What you have to do: From the line that includes "of the golden" to the last line of the records, inclusive, repeat each line exactly.

# start of Recorded information

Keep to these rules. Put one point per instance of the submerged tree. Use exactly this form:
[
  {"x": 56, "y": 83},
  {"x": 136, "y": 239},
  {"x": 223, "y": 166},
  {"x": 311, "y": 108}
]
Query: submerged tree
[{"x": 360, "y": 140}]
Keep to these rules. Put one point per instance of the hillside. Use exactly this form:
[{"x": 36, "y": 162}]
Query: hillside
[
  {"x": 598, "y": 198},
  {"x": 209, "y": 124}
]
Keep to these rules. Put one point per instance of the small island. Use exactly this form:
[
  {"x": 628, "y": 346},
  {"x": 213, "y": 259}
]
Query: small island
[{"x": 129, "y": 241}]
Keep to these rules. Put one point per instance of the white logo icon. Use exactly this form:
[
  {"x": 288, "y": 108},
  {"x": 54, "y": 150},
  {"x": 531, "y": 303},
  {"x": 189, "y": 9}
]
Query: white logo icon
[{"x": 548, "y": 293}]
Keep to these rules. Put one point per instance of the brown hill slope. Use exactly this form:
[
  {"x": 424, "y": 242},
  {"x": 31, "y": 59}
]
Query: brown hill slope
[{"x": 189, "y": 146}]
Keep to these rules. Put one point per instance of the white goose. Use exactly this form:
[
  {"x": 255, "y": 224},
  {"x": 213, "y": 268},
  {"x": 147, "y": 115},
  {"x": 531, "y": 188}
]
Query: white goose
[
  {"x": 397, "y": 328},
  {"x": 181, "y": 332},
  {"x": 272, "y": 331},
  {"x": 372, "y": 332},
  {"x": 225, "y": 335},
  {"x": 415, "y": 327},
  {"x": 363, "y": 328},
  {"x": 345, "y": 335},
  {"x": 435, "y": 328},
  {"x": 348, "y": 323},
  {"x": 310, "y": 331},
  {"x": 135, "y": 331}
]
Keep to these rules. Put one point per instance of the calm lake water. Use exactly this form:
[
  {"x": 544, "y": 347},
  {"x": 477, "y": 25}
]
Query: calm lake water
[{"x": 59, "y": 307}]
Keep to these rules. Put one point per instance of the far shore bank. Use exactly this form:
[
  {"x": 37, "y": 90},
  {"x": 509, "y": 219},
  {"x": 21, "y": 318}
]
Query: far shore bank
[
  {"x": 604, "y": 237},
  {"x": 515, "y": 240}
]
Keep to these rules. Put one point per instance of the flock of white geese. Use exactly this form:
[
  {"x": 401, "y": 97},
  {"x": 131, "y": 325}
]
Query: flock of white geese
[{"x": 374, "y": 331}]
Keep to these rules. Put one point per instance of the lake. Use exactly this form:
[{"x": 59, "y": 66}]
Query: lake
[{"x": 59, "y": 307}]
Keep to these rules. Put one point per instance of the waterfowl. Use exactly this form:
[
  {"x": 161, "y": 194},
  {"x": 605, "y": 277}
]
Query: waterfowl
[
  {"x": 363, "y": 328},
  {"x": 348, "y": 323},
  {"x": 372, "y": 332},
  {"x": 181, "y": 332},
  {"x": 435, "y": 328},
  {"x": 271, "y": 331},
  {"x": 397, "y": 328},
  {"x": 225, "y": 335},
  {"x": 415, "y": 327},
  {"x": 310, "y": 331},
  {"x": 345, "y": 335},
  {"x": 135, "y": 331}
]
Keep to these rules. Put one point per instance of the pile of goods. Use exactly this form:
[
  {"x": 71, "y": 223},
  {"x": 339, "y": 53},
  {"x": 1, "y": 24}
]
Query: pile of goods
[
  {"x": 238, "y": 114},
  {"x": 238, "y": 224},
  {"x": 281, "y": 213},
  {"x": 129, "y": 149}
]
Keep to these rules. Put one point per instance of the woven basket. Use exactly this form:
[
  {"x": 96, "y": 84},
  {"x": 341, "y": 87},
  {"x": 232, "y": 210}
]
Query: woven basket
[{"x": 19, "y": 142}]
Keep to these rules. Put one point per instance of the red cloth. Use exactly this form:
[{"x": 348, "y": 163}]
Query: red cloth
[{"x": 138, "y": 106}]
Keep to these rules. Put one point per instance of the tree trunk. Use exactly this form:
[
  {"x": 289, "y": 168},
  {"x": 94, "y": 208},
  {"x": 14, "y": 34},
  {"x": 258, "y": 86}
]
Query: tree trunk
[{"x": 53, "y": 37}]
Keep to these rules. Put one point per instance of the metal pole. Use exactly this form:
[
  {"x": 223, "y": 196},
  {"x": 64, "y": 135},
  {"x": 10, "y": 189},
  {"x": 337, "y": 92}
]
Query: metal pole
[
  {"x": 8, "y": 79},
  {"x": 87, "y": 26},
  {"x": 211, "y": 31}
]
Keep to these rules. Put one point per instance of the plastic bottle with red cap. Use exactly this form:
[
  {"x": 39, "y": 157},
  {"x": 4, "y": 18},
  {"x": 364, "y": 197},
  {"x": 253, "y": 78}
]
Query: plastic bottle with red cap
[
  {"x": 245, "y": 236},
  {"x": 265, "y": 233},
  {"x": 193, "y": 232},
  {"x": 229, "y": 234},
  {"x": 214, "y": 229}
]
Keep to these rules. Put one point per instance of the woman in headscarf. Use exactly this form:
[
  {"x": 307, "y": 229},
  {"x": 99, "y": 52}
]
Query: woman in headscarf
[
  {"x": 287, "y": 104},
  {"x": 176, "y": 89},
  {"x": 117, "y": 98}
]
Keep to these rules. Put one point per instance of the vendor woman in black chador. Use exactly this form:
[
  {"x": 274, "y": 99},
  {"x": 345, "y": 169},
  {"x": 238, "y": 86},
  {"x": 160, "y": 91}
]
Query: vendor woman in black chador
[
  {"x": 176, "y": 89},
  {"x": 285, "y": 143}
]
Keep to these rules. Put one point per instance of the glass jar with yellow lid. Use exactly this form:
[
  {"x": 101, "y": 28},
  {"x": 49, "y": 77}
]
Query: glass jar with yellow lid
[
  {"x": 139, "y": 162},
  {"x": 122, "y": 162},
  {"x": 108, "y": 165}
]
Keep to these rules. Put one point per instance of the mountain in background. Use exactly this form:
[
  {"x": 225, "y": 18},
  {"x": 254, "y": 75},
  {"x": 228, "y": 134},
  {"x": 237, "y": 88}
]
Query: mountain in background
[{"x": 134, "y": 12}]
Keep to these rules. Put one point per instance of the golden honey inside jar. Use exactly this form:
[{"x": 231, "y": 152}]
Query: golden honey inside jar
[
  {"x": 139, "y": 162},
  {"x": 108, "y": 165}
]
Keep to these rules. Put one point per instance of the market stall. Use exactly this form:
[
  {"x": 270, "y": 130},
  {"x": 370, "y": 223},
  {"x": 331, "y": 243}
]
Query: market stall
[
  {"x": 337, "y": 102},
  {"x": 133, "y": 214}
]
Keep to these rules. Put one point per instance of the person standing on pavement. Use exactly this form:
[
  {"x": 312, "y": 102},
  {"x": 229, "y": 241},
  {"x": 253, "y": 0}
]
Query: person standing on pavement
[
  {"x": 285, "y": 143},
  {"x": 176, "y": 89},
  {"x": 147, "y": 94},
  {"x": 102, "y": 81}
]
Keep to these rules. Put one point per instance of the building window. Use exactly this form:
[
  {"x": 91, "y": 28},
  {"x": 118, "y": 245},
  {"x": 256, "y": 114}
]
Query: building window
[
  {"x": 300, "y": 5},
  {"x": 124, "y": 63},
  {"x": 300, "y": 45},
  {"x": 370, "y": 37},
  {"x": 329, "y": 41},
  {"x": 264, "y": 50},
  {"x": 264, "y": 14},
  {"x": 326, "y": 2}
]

# end of Recorded information

Solution for this problem:
Keep to these rules. Put one point per instance of the golden honey inside jar. Use exactly this form:
[{"x": 231, "y": 152}]
Query: golden honey inside jar
[
  {"x": 139, "y": 162},
  {"x": 108, "y": 165}
]
Keep to these rules. Put one point per instance of the market stall. Use exactly this form:
[
  {"x": 270, "y": 130},
  {"x": 370, "y": 223},
  {"x": 331, "y": 243}
]
Query: market stall
[
  {"x": 337, "y": 102},
  {"x": 133, "y": 214}
]
Keep to these rules. Put one point per instance of the person standing on pavement. Use exactly this form:
[
  {"x": 312, "y": 102},
  {"x": 229, "y": 241},
  {"x": 253, "y": 0}
]
Query: person standing on pavement
[
  {"x": 285, "y": 143},
  {"x": 176, "y": 89},
  {"x": 147, "y": 94},
  {"x": 102, "y": 81}
]
Keep to these rules. Put one point per instance of the building window. Use exactly this form:
[
  {"x": 91, "y": 28},
  {"x": 118, "y": 245},
  {"x": 256, "y": 114}
]
Query: building window
[
  {"x": 300, "y": 5},
  {"x": 124, "y": 63},
  {"x": 300, "y": 45},
  {"x": 370, "y": 37},
  {"x": 329, "y": 41},
  {"x": 264, "y": 50},
  {"x": 264, "y": 14},
  {"x": 326, "y": 2}
]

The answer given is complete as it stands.